§ GESTELLTE AUFGABE:
Schreibe die Daten von der Zeile mit „Keypoint placement: for each instance of the fence“ an, diese eingeschlossen, bis zu ihrem Ende unverändert ab. Lass die Bilder dabei weg.

§ MATERIAL ZUR ÜBUNG:
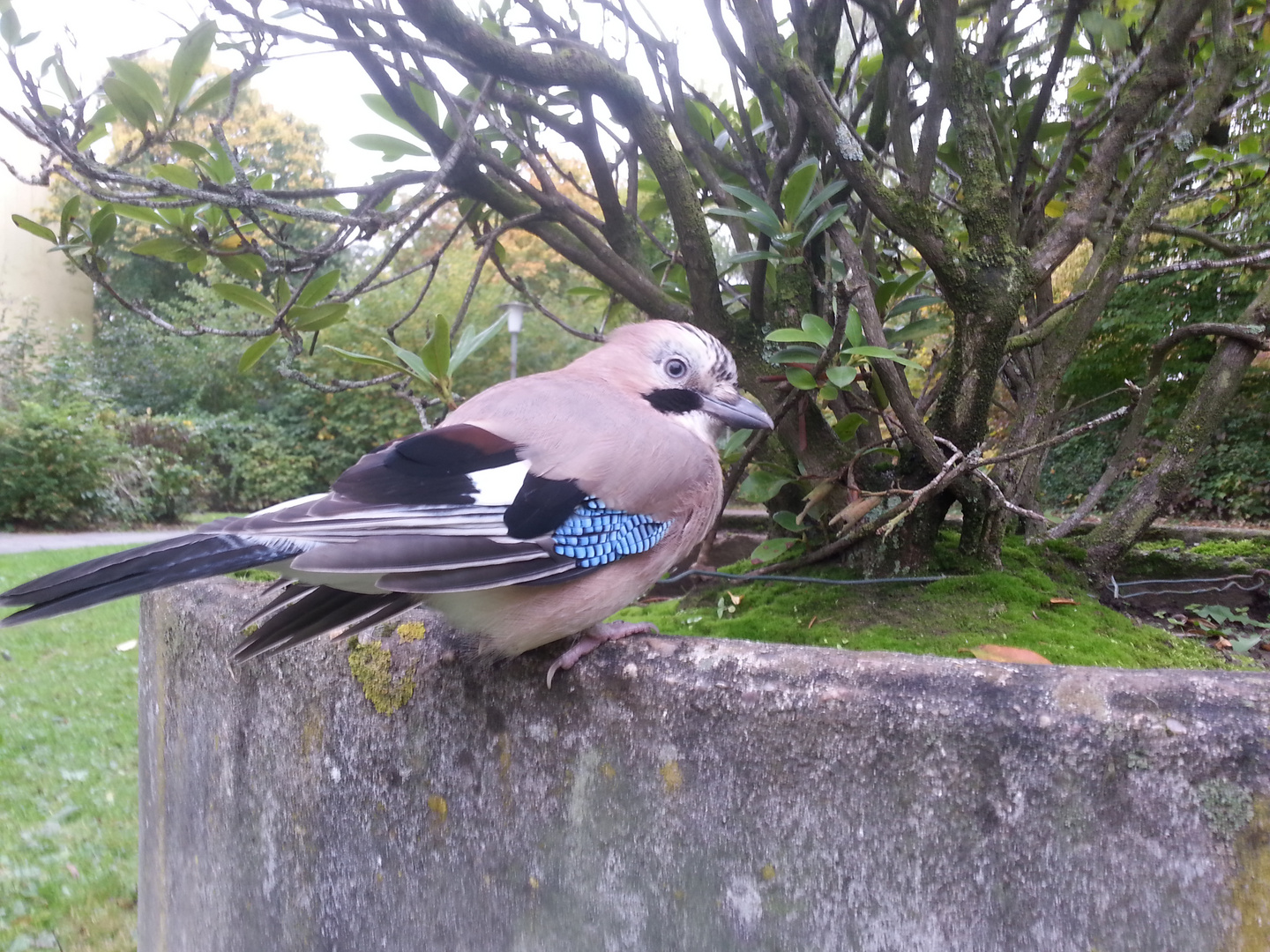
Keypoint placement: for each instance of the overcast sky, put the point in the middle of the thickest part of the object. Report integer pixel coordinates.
(324, 89)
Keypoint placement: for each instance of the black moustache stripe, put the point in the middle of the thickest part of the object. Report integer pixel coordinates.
(675, 401)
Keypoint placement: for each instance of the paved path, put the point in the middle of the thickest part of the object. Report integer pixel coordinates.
(14, 542)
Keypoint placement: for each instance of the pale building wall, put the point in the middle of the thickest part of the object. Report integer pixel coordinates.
(32, 279)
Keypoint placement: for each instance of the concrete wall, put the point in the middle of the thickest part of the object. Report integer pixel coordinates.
(686, 793)
(34, 280)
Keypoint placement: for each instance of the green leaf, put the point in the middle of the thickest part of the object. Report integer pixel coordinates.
(471, 342)
(771, 550)
(176, 175)
(880, 353)
(412, 362)
(761, 485)
(367, 360)
(34, 227)
(800, 378)
(247, 297)
(848, 426)
(188, 61)
(103, 225)
(855, 333)
(787, 521)
(130, 103)
(318, 288)
(819, 198)
(380, 107)
(138, 80)
(318, 317)
(253, 354)
(436, 352)
(392, 146)
(11, 26)
(915, 331)
(817, 329)
(825, 221)
(796, 354)
(762, 216)
(798, 188)
(213, 93)
(842, 377)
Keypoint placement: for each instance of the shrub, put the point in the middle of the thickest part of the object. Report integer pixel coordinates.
(56, 464)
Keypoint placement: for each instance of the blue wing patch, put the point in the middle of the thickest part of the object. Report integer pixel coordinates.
(596, 534)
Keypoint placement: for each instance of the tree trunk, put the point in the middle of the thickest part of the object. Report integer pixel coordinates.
(1172, 467)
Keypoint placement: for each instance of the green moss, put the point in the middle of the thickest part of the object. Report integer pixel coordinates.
(256, 576)
(1226, 807)
(949, 617)
(1175, 559)
(412, 631)
(371, 666)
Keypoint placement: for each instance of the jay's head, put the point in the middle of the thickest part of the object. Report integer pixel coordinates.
(683, 372)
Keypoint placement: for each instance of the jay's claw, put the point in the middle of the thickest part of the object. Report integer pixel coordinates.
(594, 637)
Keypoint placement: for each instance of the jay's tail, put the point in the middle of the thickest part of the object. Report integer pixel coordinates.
(153, 566)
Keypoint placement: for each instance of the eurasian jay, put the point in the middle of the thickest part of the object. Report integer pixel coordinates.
(533, 513)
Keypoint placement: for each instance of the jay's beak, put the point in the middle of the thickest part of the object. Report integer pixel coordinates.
(736, 413)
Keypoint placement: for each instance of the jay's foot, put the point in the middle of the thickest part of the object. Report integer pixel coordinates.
(594, 637)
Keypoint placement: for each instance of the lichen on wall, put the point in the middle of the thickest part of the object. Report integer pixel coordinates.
(371, 666)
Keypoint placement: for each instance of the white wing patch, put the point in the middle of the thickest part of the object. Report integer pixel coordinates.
(498, 487)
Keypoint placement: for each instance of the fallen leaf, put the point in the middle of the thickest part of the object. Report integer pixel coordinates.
(1007, 655)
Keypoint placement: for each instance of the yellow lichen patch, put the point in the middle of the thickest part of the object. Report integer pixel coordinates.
(412, 631)
(372, 666)
(311, 732)
(438, 807)
(1250, 889)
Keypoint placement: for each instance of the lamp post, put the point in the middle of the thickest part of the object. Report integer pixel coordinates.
(514, 322)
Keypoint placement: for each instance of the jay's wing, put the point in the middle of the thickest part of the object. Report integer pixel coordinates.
(452, 509)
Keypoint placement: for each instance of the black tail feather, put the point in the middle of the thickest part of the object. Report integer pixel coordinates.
(153, 566)
(315, 611)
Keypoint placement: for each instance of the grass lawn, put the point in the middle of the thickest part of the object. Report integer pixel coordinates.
(947, 617)
(68, 773)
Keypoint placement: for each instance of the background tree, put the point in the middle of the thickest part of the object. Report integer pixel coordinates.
(871, 160)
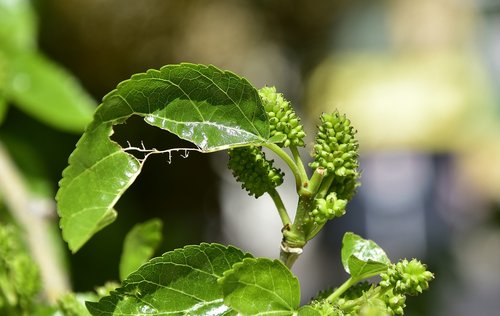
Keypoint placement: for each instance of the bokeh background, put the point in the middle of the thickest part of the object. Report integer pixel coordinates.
(419, 80)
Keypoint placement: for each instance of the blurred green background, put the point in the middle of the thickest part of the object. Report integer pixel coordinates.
(419, 79)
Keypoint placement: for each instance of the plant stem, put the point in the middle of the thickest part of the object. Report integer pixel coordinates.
(341, 289)
(325, 185)
(285, 219)
(316, 180)
(290, 162)
(34, 216)
(299, 164)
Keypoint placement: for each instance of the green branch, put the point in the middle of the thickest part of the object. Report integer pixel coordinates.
(285, 219)
(341, 289)
(299, 180)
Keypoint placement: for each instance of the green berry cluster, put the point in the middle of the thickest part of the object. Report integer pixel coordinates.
(336, 151)
(395, 303)
(250, 167)
(282, 118)
(328, 208)
(407, 277)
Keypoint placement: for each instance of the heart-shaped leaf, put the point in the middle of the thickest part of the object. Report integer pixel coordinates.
(261, 287)
(181, 282)
(362, 258)
(209, 107)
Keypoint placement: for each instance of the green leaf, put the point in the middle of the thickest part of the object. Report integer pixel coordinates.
(362, 258)
(139, 246)
(261, 287)
(209, 107)
(98, 175)
(181, 282)
(308, 310)
(47, 92)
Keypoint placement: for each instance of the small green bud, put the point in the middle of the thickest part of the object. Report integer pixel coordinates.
(407, 277)
(284, 119)
(336, 150)
(253, 170)
(327, 208)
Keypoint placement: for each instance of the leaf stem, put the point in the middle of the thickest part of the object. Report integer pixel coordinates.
(289, 161)
(341, 289)
(285, 219)
(299, 164)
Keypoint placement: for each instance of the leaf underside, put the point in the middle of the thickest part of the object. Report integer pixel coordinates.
(139, 245)
(261, 287)
(181, 282)
(211, 108)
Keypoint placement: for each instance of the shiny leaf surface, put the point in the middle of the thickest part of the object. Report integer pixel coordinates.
(362, 258)
(213, 109)
(261, 287)
(181, 282)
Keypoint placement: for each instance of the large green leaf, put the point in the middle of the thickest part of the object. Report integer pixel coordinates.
(47, 92)
(261, 287)
(181, 282)
(139, 245)
(211, 108)
(362, 258)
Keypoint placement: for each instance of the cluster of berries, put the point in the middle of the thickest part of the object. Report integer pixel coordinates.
(283, 120)
(327, 208)
(250, 167)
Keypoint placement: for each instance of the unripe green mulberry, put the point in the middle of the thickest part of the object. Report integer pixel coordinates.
(407, 277)
(328, 208)
(395, 303)
(336, 150)
(253, 170)
(282, 118)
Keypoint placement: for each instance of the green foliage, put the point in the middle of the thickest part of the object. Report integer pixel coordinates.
(256, 174)
(183, 281)
(282, 118)
(71, 304)
(261, 287)
(213, 109)
(19, 275)
(362, 258)
(140, 245)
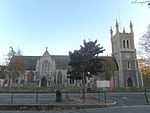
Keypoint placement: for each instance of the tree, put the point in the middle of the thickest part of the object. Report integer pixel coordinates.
(85, 61)
(3, 71)
(146, 75)
(144, 47)
(109, 66)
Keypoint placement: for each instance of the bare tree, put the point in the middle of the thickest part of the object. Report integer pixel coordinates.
(141, 2)
(144, 47)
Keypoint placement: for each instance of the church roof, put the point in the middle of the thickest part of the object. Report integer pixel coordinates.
(61, 61)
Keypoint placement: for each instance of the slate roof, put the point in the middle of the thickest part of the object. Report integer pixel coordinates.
(61, 61)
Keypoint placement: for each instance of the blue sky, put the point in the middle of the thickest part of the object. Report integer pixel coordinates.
(62, 25)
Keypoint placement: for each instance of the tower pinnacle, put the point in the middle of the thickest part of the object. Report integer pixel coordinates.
(117, 26)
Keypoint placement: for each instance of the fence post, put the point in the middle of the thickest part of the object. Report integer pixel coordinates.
(105, 96)
(12, 97)
(146, 97)
(36, 97)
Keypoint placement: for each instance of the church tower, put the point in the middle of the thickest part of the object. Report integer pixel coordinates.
(124, 52)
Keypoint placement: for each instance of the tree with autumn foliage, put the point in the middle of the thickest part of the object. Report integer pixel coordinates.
(85, 61)
(144, 47)
(146, 75)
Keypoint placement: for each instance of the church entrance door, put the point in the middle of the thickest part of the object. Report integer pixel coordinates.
(43, 82)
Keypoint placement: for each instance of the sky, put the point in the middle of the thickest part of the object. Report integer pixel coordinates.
(62, 25)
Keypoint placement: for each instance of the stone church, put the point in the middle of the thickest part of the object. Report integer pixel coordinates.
(51, 70)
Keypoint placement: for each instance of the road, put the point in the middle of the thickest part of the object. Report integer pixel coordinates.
(124, 109)
(122, 99)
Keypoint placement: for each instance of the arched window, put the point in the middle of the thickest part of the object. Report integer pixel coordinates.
(59, 78)
(129, 82)
(46, 67)
(128, 65)
(127, 43)
(30, 76)
(15, 77)
(124, 44)
(43, 82)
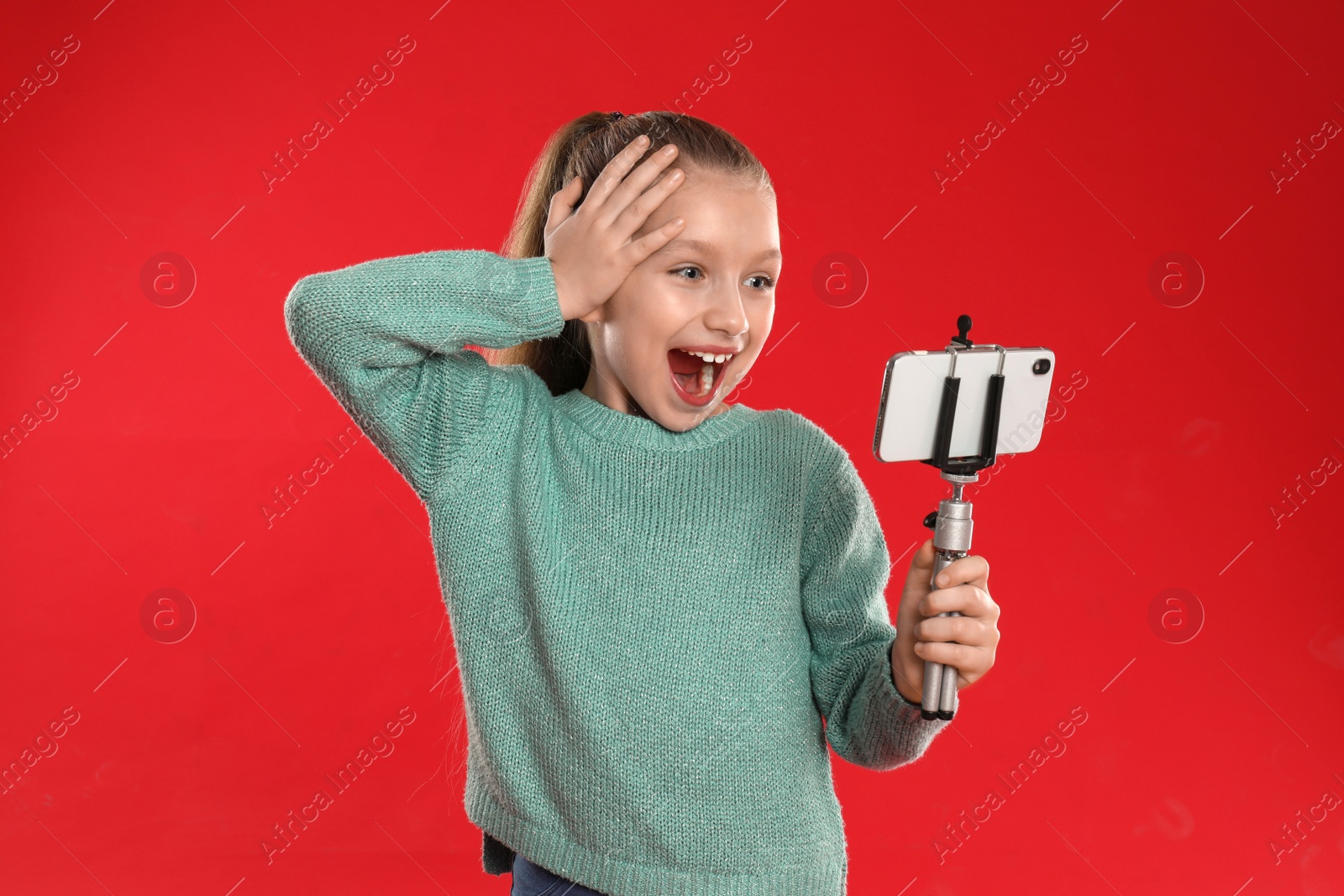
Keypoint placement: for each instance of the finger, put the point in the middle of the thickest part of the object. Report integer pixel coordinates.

§ LÖSUNG DIESER AUFGABE:
Keypoint placement: for each instance of the fence post, put the point in the middle of the thickest part of the object. Report integer pixel coordinates.
(105, 96)
(12, 97)
(146, 97)
(36, 97)
Keypoint placement: for each instance of the church tower, put the point in the middle of the thickest part of the object. Report integer pixel coordinates.
(124, 52)
Keypoint placement: for each instance of the tree with autumn foliage, put the point in the middle of the thickest part of the object. Report integer pixel coordinates.
(85, 61)
(144, 47)
(146, 75)
Keypoint placement: for each instance of the church entrance door, put the point in the middle of the thickest part of the object. Report integer pixel coordinates.
(43, 82)
Keypoint placement: for each instance of the sky, put the point in the middle of the thickest part of the object. Report integer pixel coordinates.
(62, 25)
Keypoint placement: for each instance of the stone church, put the point in the middle of the thickest part of the object. Report integer pixel coordinates.
(51, 70)
Keypoint placement: for each instance of the road, put the point in the middle of the thickest part of the object. Report integer pixel coordinates.
(124, 109)
(122, 99)
Keypoint placement: for each instance of the arched window, put the point in the middle of the thickest part of the object. Report integer pixel coordinates.
(59, 78)
(129, 82)
(46, 67)
(128, 65)
(127, 43)
(30, 76)
(15, 77)
(124, 44)
(43, 82)
Keypoint placement: for each instance of the finger, put the point in the middle of the thickest part of the object. Report integer pixel coordinates.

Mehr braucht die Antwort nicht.